At first he thinks he might be the last person alive like a dork version of Robert Neville in Richard Mathieson´s "I Am Legend," but soon he meets a self-styled cowboy (Woody Harrelson) with a cool car and a hot temper. They address each other only by the cities that they are trying to get to: Columbus (Eisenberg) and Tallahassee (Harrelson). Pre-contagion names risk a familiarity that you can´t afford in a world where you might have to shoot your buddy if he suddenly gets a hankering for your duodenum. Best to think of everyone in the abstract.

In time-honored comedy tradition, the two men are polar opposites ("Riggs, you crazy son of a bitch!"). Columbus is a shy, passive, phobic young man while Tallahassee is older and brasher though his bark is far worse than his bite. Just as they´re establishing an uneasy rapport, a new element is introduced into the equation: 20-something Wichita (Emma Stone) and her 12 year-old sister Little Rock (Abigail Breslin). The young women masquerade as damsels-in-dstress but turn out to be far cannier than the boys expected. After one-upping each other a few times, the four survivors finally agree to team up and head for an L.A. amusement park that they´ve heard is zombie-free even though none of them really believe the story.

━━━━━━━━━━━━━━━━

#### TASK DESCRIPTION
Please carry on the film review above, picking up right after its final sentence.

━━━━━━━━━━━━━━━━

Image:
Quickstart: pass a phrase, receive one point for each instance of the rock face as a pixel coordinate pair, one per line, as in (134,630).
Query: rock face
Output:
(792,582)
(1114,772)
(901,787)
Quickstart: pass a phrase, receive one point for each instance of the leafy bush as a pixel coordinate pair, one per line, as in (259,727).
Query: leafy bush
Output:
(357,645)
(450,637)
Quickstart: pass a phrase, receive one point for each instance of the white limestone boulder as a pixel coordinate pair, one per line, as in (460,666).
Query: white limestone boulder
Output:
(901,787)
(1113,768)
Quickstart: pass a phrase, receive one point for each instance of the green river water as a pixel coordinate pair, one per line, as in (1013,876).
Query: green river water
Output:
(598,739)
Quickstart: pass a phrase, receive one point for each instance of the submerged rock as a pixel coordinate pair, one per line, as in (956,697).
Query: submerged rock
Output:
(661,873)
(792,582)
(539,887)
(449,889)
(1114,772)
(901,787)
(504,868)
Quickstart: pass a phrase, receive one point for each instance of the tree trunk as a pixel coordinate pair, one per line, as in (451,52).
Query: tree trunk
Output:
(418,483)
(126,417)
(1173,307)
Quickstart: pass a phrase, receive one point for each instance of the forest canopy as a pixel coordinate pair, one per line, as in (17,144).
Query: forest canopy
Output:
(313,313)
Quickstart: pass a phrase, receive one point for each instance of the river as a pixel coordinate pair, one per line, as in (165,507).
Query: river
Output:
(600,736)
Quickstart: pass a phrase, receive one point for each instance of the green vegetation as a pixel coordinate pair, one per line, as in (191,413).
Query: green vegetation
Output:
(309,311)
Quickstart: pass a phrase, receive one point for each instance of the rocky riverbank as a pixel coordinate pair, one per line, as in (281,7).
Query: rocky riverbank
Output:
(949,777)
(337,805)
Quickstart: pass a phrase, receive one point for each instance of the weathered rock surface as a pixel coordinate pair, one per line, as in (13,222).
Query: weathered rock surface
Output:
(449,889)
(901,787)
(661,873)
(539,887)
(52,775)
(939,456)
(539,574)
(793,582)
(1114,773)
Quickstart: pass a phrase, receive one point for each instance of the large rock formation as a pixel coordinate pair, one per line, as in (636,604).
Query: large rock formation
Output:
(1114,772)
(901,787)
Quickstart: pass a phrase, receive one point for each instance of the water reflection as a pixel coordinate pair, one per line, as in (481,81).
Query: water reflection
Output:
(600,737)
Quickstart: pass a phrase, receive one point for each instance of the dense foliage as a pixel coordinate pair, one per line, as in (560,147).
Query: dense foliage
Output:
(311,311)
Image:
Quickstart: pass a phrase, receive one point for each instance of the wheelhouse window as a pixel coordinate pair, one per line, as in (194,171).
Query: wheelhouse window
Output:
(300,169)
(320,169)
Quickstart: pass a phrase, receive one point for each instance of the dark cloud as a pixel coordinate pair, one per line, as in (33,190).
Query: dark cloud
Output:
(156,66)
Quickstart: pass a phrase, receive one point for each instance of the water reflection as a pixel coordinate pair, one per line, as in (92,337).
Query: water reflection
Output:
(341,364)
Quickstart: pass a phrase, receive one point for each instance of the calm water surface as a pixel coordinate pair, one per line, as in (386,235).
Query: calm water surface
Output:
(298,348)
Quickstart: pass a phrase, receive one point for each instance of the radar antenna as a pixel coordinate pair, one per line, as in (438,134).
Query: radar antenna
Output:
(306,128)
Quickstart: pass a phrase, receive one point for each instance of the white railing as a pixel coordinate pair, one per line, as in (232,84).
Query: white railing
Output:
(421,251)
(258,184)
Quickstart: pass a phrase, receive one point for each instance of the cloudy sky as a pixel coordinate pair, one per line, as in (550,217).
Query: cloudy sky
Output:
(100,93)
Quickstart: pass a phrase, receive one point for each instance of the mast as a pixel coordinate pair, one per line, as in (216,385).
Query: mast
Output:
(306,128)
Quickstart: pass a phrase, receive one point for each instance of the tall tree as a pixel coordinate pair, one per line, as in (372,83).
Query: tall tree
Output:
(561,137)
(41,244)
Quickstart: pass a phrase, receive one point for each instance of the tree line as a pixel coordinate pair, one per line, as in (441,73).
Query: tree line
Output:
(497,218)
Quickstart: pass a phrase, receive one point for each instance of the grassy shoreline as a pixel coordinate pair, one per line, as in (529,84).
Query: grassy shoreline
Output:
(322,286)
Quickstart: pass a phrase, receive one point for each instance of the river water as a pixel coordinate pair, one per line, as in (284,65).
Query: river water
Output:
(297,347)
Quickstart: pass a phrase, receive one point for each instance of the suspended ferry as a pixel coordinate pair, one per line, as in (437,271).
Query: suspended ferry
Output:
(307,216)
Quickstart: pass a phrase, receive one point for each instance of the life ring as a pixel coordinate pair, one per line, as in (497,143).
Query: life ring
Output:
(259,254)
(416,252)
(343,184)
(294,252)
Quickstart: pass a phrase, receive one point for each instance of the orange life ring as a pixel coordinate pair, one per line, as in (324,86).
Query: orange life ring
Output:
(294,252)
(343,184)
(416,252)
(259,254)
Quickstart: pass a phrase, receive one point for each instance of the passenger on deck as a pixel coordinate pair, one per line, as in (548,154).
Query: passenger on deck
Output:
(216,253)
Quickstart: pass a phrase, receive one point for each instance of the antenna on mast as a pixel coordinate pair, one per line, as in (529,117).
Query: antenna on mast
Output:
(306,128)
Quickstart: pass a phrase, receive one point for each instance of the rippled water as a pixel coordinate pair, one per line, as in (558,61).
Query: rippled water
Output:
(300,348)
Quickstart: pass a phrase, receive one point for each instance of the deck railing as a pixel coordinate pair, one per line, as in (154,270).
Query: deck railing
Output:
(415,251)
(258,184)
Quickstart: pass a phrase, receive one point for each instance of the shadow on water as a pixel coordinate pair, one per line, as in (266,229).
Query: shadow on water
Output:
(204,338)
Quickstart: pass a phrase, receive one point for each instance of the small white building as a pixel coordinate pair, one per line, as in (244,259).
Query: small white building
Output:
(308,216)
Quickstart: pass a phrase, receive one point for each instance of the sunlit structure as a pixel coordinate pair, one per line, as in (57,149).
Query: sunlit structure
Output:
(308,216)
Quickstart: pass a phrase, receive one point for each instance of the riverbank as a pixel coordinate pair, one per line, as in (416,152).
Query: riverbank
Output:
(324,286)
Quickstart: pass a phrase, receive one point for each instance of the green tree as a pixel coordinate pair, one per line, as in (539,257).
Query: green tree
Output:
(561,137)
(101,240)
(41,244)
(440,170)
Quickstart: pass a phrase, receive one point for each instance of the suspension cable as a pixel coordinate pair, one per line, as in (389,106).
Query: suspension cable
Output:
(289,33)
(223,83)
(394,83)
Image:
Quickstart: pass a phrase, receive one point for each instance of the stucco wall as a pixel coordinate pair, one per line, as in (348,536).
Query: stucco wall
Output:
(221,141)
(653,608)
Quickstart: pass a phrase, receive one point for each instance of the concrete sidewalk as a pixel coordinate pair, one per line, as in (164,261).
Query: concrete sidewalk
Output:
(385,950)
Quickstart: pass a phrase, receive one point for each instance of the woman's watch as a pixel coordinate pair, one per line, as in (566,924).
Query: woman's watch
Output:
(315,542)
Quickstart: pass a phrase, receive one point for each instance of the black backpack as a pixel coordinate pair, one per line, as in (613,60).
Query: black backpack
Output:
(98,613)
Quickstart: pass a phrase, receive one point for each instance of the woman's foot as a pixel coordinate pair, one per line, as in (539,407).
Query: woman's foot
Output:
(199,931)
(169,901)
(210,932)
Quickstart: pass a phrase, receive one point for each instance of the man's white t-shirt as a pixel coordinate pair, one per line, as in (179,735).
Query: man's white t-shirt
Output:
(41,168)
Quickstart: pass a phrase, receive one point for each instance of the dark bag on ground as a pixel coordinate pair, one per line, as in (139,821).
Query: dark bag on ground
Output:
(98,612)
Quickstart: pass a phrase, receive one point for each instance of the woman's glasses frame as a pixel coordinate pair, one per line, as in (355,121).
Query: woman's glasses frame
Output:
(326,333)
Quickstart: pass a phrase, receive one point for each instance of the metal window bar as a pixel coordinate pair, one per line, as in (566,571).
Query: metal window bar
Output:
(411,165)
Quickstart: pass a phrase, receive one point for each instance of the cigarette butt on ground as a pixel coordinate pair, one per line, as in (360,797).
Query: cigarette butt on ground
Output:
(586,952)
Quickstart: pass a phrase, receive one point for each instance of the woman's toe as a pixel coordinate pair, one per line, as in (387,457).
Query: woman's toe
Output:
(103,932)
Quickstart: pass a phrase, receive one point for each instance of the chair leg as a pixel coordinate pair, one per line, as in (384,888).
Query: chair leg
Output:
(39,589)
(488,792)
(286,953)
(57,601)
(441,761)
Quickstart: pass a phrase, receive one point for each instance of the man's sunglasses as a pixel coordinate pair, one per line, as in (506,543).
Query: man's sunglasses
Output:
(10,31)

━━━━━━━━━━━━━━━━

#### TASK RESULT
The zombies here don´t function as a metaphor for consumerism (like Romero´s "Dawn of the Dead"), or post-9/11 paranoia ("Zombies of Mass Destruction") or, indeed, for anything at all. Rather they serve as a standard dramatic device to get the characters together and then force them either to adapt or die. The zombies are also there to get killed in amusing ways though director Ruben Fleischer and screenwriters Rhett Reese and Paul Wernick don´t expend too much creative energy on this front. There´s a dropped piano here, some garden shears there, but for the most part our heroes just shoot one zombie after another or bash them with all the blunt force they can muster.